## Dataset records
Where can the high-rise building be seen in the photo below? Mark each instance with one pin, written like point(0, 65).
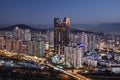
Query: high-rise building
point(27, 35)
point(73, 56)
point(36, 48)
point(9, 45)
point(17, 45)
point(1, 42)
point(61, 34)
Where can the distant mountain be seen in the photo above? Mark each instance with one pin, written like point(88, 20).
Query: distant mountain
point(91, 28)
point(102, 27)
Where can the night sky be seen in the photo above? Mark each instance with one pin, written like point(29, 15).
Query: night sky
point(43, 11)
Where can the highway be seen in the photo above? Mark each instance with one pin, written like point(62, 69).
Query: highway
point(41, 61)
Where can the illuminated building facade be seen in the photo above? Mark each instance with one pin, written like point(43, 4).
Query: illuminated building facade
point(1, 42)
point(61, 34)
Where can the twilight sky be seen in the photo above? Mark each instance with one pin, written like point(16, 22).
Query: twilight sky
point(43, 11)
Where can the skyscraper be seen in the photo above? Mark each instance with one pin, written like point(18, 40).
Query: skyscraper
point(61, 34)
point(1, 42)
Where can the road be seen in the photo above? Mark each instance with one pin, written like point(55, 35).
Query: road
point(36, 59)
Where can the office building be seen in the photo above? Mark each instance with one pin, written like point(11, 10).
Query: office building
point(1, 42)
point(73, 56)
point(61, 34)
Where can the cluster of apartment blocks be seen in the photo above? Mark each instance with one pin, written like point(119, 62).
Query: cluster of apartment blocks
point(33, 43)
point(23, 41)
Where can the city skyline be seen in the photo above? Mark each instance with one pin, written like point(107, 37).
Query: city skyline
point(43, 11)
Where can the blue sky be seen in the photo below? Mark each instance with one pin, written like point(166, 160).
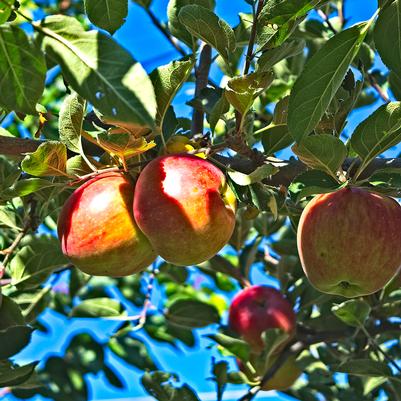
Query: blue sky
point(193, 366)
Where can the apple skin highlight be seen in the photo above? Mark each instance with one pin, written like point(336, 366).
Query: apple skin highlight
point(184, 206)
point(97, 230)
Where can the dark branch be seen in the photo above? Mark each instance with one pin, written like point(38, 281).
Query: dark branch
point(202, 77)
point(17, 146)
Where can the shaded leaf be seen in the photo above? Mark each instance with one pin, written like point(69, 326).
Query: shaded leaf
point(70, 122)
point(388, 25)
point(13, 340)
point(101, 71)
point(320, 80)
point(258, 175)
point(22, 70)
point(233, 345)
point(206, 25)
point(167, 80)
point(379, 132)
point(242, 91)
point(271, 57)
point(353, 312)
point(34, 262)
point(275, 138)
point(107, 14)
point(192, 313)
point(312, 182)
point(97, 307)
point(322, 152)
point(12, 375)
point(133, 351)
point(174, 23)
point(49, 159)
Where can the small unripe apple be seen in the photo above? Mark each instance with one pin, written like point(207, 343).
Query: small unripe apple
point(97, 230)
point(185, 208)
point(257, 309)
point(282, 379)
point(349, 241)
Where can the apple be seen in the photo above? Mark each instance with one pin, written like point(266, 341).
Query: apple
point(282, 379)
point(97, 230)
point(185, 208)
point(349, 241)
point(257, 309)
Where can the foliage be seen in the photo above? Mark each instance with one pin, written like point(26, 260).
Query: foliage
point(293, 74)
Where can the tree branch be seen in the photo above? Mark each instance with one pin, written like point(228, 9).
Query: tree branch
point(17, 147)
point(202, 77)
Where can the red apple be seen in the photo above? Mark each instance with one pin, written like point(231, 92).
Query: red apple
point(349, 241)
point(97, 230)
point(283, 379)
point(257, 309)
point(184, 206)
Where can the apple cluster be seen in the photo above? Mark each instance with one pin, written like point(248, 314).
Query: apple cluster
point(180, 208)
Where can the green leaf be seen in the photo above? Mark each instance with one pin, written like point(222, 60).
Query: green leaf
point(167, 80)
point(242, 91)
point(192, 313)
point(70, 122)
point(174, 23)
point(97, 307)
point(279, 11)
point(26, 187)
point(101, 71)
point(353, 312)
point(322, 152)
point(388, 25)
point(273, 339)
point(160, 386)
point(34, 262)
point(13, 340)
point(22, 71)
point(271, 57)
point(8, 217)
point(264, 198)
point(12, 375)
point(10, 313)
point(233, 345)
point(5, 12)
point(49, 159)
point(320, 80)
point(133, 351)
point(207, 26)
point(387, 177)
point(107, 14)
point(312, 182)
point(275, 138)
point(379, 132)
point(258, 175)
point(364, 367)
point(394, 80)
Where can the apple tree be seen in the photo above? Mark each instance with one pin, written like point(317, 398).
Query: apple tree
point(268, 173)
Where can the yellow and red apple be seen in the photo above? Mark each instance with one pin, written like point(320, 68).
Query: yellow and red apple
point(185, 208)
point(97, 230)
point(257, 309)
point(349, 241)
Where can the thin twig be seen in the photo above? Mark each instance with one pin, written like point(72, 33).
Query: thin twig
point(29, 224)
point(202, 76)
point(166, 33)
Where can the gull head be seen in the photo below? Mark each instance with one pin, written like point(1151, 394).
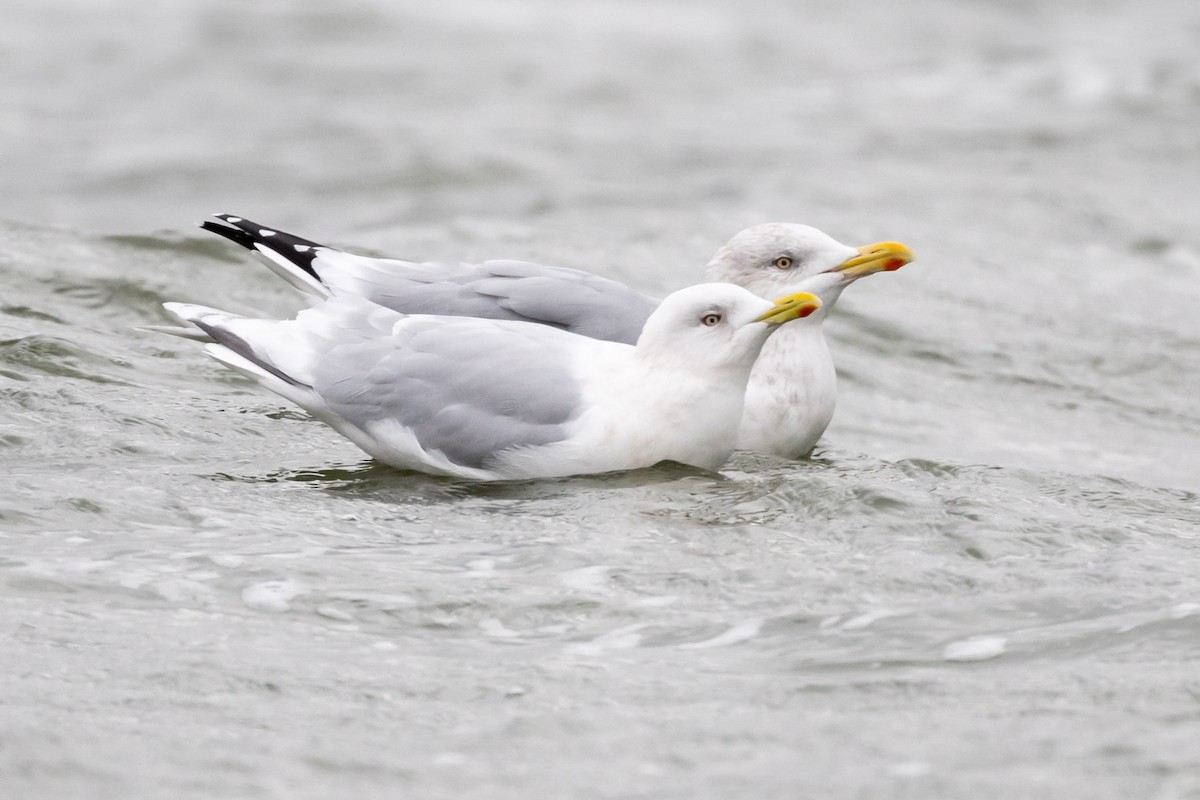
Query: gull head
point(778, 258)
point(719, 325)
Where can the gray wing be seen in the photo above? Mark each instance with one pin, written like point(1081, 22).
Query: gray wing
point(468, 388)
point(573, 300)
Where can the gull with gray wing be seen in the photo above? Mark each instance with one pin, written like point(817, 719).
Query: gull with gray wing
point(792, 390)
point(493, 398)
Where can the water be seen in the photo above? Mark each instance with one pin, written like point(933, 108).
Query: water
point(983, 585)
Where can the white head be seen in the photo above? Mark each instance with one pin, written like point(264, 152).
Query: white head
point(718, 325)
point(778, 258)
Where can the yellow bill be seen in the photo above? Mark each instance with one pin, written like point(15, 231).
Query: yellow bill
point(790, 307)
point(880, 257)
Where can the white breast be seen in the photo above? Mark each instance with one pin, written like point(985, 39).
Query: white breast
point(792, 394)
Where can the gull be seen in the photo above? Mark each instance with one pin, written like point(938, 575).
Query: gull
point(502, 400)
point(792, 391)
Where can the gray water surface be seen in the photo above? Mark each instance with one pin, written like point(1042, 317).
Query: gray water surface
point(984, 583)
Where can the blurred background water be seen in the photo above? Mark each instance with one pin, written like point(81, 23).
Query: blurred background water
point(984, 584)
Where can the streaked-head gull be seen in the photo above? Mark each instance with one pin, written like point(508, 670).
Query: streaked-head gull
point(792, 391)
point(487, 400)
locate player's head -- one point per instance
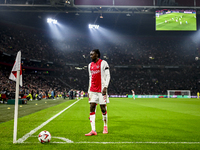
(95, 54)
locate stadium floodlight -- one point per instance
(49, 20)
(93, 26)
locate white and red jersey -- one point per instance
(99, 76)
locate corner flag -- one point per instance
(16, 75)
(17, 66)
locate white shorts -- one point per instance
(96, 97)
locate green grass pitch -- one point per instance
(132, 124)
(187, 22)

## Exercise
Can you reproduce only the data between the lines holding "Where can the gull with" and "point(880, 257)", inclusive, with "yellow bill" renamed to "orange bill" and nothing else altered?

## Final result
Where can the gull with gray wing be seen in the photo above? Mark each instance with one pin, written like point(817, 719).
Query: gull with gray wing
point(792, 390)
point(493, 398)
Where can the water be seen in the photo above? Mark each instance with one pin, written like point(933, 108).
Query: water
point(983, 585)
Where can the white head be seen in the photo above? Mark each instance with one pin, written like point(264, 152).
Query: white head
point(718, 325)
point(778, 258)
Where can the orange bill be seen in the photo above? Mark each instance with one pin, written like point(15, 231).
Query: orange bill
point(790, 307)
point(880, 257)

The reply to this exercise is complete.